SHORT TASK: Count the lines in the listing below that contain the string "ball", treating uppercase and lowercase as different, and give only the number.

Listing of image point annotations:
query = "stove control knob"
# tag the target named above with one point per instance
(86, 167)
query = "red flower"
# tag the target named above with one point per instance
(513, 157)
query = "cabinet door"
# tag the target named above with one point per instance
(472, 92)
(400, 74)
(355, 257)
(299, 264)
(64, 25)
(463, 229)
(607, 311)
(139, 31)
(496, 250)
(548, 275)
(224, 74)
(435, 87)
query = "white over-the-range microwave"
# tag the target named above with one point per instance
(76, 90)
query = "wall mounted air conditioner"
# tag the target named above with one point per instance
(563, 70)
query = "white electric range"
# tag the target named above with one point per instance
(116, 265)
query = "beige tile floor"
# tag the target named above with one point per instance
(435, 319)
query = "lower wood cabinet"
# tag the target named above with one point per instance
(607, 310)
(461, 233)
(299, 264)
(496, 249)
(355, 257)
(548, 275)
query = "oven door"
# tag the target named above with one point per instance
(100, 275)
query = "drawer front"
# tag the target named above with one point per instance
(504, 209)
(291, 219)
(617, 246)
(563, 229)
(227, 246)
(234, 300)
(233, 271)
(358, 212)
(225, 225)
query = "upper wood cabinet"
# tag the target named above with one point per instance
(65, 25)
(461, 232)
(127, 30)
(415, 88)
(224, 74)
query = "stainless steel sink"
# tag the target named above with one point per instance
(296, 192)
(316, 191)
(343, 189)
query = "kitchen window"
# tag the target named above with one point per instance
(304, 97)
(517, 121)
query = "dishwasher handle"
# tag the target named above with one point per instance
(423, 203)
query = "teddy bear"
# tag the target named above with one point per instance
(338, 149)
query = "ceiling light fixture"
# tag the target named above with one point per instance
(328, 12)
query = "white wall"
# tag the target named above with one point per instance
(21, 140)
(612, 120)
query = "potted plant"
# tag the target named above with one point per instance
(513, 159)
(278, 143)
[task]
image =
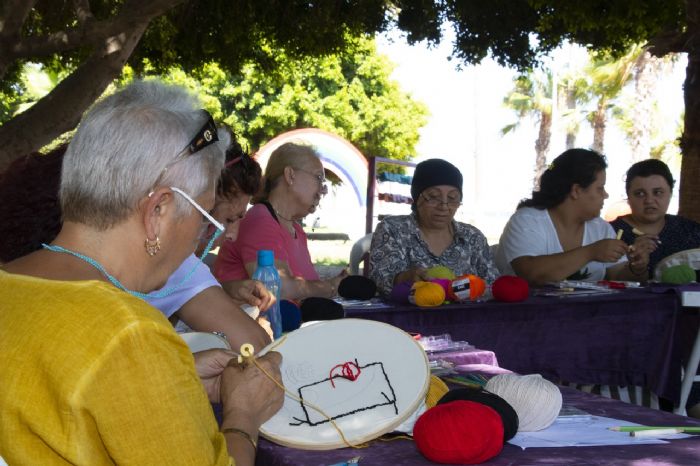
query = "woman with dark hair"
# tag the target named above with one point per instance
(649, 186)
(558, 234)
(294, 184)
(405, 246)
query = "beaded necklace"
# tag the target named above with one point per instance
(160, 294)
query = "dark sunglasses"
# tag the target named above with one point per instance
(206, 135)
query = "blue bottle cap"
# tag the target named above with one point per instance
(266, 257)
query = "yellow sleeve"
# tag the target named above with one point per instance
(148, 404)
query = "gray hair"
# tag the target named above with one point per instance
(122, 147)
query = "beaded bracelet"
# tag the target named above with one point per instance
(629, 266)
(242, 433)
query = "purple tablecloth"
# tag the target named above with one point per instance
(627, 338)
(404, 452)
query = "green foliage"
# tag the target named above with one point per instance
(349, 94)
(531, 96)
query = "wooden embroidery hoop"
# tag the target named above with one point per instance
(393, 380)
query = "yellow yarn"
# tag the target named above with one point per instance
(440, 271)
(436, 390)
(426, 294)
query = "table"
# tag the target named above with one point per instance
(628, 338)
(404, 452)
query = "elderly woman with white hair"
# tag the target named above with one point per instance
(91, 373)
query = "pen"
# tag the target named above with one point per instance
(694, 429)
(655, 432)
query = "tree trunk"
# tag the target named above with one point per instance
(542, 147)
(572, 127)
(645, 85)
(599, 127)
(60, 110)
(689, 203)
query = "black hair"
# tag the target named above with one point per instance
(241, 173)
(647, 168)
(574, 166)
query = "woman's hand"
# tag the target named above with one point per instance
(638, 252)
(249, 397)
(335, 282)
(607, 250)
(265, 324)
(209, 365)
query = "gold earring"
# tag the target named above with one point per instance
(152, 247)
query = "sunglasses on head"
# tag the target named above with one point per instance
(206, 135)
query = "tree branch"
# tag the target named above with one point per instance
(89, 32)
(15, 13)
(82, 10)
(61, 109)
(668, 42)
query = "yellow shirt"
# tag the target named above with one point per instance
(90, 375)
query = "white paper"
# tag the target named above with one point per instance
(584, 431)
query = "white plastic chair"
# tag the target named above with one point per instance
(358, 254)
(689, 256)
(692, 258)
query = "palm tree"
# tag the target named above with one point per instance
(637, 115)
(532, 96)
(607, 78)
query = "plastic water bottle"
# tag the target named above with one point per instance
(268, 275)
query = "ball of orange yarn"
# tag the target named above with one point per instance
(466, 287)
(426, 294)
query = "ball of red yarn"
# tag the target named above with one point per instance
(400, 292)
(510, 289)
(459, 432)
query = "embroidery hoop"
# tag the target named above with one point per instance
(391, 362)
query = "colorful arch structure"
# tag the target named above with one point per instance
(336, 154)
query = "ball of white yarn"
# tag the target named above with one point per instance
(537, 401)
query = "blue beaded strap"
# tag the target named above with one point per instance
(160, 294)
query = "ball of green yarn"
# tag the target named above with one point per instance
(440, 271)
(678, 274)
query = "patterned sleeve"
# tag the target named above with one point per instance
(387, 258)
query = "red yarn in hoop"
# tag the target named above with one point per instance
(346, 372)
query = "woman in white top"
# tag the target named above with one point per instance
(558, 234)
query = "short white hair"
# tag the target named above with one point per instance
(122, 146)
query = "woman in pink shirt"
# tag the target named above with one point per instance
(294, 184)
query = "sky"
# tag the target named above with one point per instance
(464, 127)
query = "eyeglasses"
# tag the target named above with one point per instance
(206, 136)
(207, 215)
(320, 178)
(434, 201)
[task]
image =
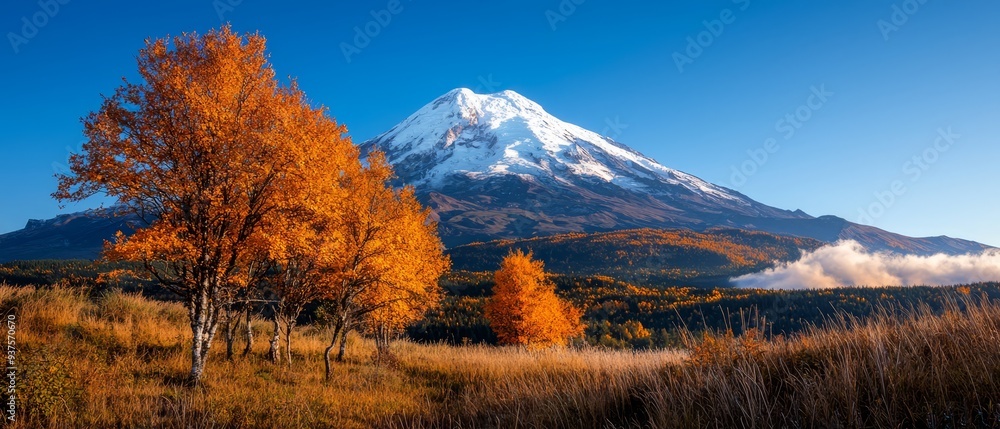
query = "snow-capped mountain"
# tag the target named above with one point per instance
(499, 166)
(465, 135)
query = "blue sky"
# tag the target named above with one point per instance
(700, 86)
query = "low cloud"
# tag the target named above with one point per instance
(847, 263)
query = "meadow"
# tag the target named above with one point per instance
(114, 359)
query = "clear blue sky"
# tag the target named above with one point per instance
(598, 62)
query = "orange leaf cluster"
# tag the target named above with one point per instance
(525, 310)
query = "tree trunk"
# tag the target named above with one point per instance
(289, 326)
(275, 350)
(204, 321)
(230, 332)
(343, 345)
(329, 350)
(248, 333)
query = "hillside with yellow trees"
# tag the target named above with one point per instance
(648, 256)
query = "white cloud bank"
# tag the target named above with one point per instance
(847, 263)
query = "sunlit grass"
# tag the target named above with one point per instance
(120, 360)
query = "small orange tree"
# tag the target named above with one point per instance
(388, 261)
(525, 310)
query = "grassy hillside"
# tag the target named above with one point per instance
(118, 360)
(645, 256)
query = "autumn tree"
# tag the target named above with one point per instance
(525, 310)
(210, 151)
(390, 257)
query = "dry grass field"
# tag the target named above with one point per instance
(120, 360)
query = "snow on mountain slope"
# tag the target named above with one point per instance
(499, 166)
(484, 136)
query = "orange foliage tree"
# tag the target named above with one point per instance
(211, 152)
(390, 258)
(525, 310)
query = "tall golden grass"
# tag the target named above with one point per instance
(120, 360)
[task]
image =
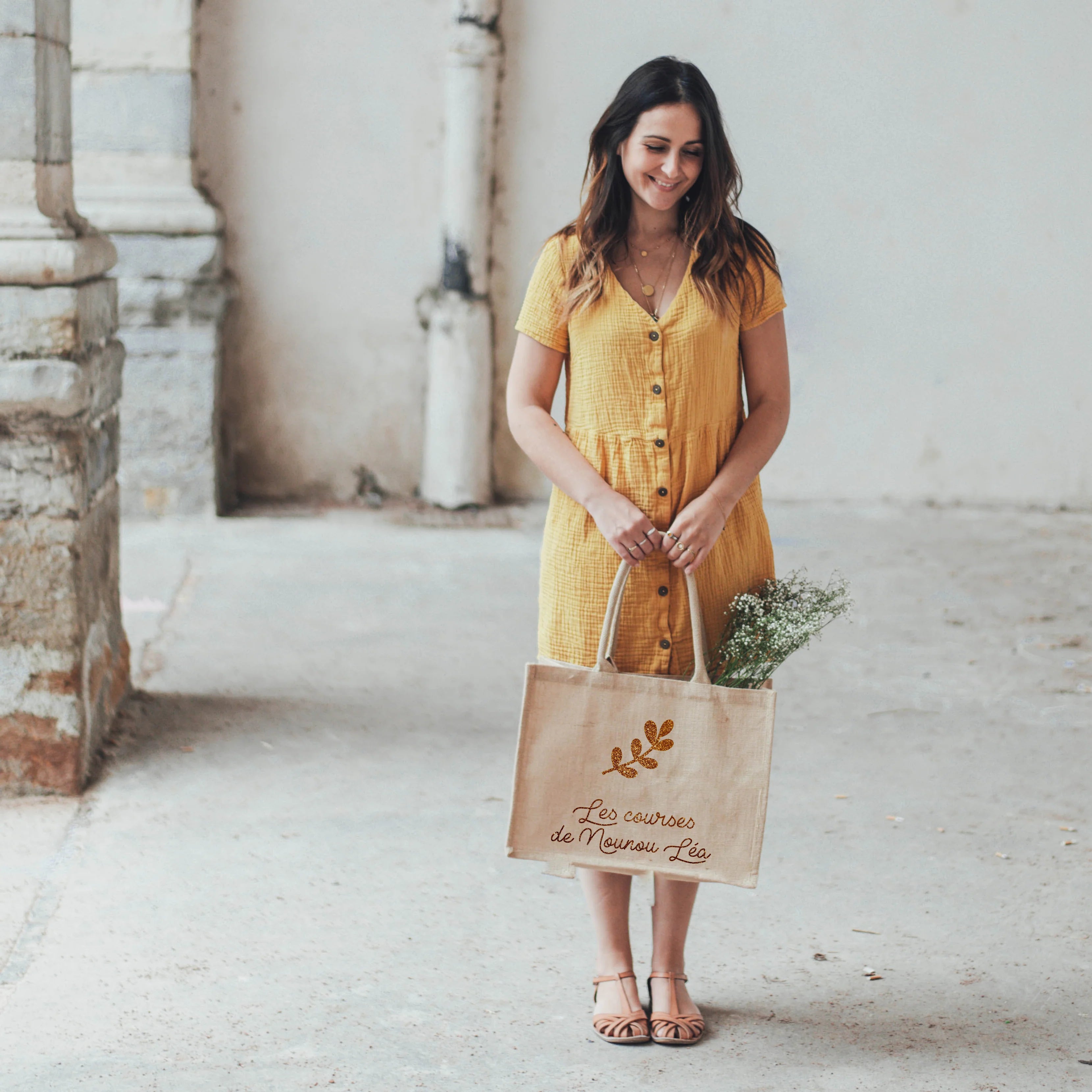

SOLVED EXERCISE: 4